**Task requirements**
Give the records back in full, exactly as they read.

**Collected data entries**

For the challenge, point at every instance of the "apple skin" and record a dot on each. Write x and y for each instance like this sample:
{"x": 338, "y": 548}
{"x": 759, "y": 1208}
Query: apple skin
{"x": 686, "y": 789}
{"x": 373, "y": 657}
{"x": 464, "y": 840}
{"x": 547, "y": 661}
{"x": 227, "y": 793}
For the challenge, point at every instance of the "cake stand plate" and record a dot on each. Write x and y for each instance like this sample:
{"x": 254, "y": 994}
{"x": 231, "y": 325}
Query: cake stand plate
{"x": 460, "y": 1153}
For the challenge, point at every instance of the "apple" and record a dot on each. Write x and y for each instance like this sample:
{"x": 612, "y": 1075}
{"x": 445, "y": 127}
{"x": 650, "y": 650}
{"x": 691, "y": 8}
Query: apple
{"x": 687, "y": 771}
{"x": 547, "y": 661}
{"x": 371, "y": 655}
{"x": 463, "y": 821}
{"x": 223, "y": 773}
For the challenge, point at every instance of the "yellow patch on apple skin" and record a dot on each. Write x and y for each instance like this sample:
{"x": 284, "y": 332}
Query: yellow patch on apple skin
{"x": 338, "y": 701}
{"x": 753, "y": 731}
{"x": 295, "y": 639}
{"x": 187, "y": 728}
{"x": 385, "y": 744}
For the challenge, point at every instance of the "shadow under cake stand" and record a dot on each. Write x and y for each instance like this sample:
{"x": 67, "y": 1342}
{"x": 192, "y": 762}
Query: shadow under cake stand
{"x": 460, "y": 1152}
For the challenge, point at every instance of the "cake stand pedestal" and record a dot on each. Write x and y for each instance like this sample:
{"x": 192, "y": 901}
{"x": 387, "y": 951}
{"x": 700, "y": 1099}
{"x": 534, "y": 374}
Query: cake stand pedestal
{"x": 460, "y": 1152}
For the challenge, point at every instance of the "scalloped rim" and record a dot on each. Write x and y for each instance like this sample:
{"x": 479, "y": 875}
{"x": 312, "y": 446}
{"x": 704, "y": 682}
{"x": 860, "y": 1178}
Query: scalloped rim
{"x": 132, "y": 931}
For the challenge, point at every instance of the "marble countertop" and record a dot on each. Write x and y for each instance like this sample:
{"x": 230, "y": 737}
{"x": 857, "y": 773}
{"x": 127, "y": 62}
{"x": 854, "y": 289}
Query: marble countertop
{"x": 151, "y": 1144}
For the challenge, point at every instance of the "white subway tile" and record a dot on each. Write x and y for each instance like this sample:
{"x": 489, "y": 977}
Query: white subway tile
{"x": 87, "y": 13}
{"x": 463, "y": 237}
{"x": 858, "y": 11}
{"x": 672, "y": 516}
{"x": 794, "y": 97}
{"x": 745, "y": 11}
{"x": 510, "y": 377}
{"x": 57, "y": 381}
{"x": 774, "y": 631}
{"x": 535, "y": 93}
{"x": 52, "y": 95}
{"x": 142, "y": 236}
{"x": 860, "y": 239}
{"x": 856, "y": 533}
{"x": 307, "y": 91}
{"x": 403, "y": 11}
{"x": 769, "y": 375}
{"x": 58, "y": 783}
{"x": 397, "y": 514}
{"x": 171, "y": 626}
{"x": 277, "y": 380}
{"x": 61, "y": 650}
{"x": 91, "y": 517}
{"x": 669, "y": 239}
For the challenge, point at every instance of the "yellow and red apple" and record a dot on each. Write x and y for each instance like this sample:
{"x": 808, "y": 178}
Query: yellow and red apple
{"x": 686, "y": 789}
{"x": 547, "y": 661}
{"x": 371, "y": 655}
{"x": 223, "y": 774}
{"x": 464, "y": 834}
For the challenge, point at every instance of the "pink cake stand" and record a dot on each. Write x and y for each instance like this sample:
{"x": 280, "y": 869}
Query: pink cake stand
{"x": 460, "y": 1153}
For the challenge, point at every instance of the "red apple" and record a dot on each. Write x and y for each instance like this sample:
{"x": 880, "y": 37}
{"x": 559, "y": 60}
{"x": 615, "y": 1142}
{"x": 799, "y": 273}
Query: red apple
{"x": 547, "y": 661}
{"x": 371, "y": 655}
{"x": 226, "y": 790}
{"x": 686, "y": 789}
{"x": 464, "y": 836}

**Answer to the exercise**
For the challenge, point at every instance of the "apple skin" and record a dot on each. Write x and y for each instance like this sample:
{"x": 338, "y": 548}
{"x": 759, "y": 1208}
Query: apple skin
{"x": 686, "y": 789}
{"x": 373, "y": 657}
{"x": 464, "y": 840}
{"x": 547, "y": 661}
{"x": 227, "y": 793}
For the challenge, point at every instance of the "cake stand plate" and record a dot on each. Write x and y for each instance like this sample:
{"x": 254, "y": 994}
{"x": 231, "y": 325}
Query: cake stand plate
{"x": 460, "y": 1153}
For the challenge, point at every instance of the "apple" and record a dot on each. Write x and y for each instance like this sample:
{"x": 612, "y": 1075}
{"x": 445, "y": 127}
{"x": 650, "y": 650}
{"x": 691, "y": 8}
Query: apple
{"x": 687, "y": 771}
{"x": 547, "y": 661}
{"x": 371, "y": 655}
{"x": 463, "y": 821}
{"x": 223, "y": 773}
For the challenge, point at every instance of the "yellow patch on apple skin" and record a dot on each. Write x and y for each instance like this sample:
{"x": 284, "y": 332}
Query: yellow patch on apple skin
{"x": 338, "y": 701}
{"x": 753, "y": 731}
{"x": 295, "y": 639}
{"x": 187, "y": 728}
{"x": 385, "y": 744}
For the challenge, point at every instance of the "shadow under cake stand" and record a dot on each. Write x and y for each instance like this sample:
{"x": 67, "y": 1342}
{"x": 192, "y": 762}
Query: shadow under cake stand
{"x": 460, "y": 1152}
For the challenge, point at every instance of the "cake stand pedestal" and record a dot on each. Write x and y for each instance like this sample:
{"x": 192, "y": 901}
{"x": 387, "y": 951}
{"x": 700, "y": 1099}
{"x": 534, "y": 374}
Query: cake stand pedestal
{"x": 460, "y": 1152}
For the challenge, point at every instance of the "scalloped rim" and record a dot on each. Write x and y for each instance like this sample:
{"x": 479, "y": 875}
{"x": 312, "y": 446}
{"x": 704, "y": 682}
{"x": 860, "y": 1178}
Query: scalloped rim
{"x": 132, "y": 931}
For the challenge, point at every instance of the "marble countertop" and record a dot on each. Write x and y for each instance like this sample:
{"x": 230, "y": 737}
{"x": 857, "y": 773}
{"x": 127, "y": 62}
{"x": 854, "y": 289}
Query: marble countertop
{"x": 151, "y": 1144}
For the challenge, point at every instance of the "white subway tile" and record a dot on each. Write x and y for each instance like this sample:
{"x": 489, "y": 977}
Query: white subway tile
{"x": 87, "y": 13}
{"x": 463, "y": 237}
{"x": 858, "y": 11}
{"x": 672, "y": 516}
{"x": 794, "y": 97}
{"x": 745, "y": 11}
{"x": 510, "y": 377}
{"x": 57, "y": 381}
{"x": 774, "y": 631}
{"x": 535, "y": 93}
{"x": 52, "y": 95}
{"x": 142, "y": 236}
{"x": 860, "y": 239}
{"x": 856, "y": 533}
{"x": 307, "y": 91}
{"x": 403, "y": 11}
{"x": 769, "y": 375}
{"x": 58, "y": 783}
{"x": 397, "y": 514}
{"x": 171, "y": 626}
{"x": 277, "y": 380}
{"x": 61, "y": 650}
{"x": 91, "y": 517}
{"x": 669, "y": 239}
For the challenge, point at every instance of the "yellow and red apple" and record a dot on each. Write x and y for each instance like this sample:
{"x": 808, "y": 178}
Query: yellow and red apple
{"x": 686, "y": 789}
{"x": 547, "y": 661}
{"x": 371, "y": 655}
{"x": 223, "y": 774}
{"x": 464, "y": 834}
For the challenge, point at every instance of the "pink cake stand" and record a dot on each. Write x and y for each instance like this sample:
{"x": 280, "y": 869}
Query: pink cake stand
{"x": 460, "y": 1153}
For the challenge, point at every instance of the "red apple" and record a dot on each. Write x and y for each instance like this sample:
{"x": 880, "y": 37}
{"x": 559, "y": 60}
{"x": 615, "y": 1142}
{"x": 799, "y": 273}
Query: red apple
{"x": 547, "y": 661}
{"x": 371, "y": 655}
{"x": 226, "y": 790}
{"x": 686, "y": 789}
{"x": 464, "y": 836}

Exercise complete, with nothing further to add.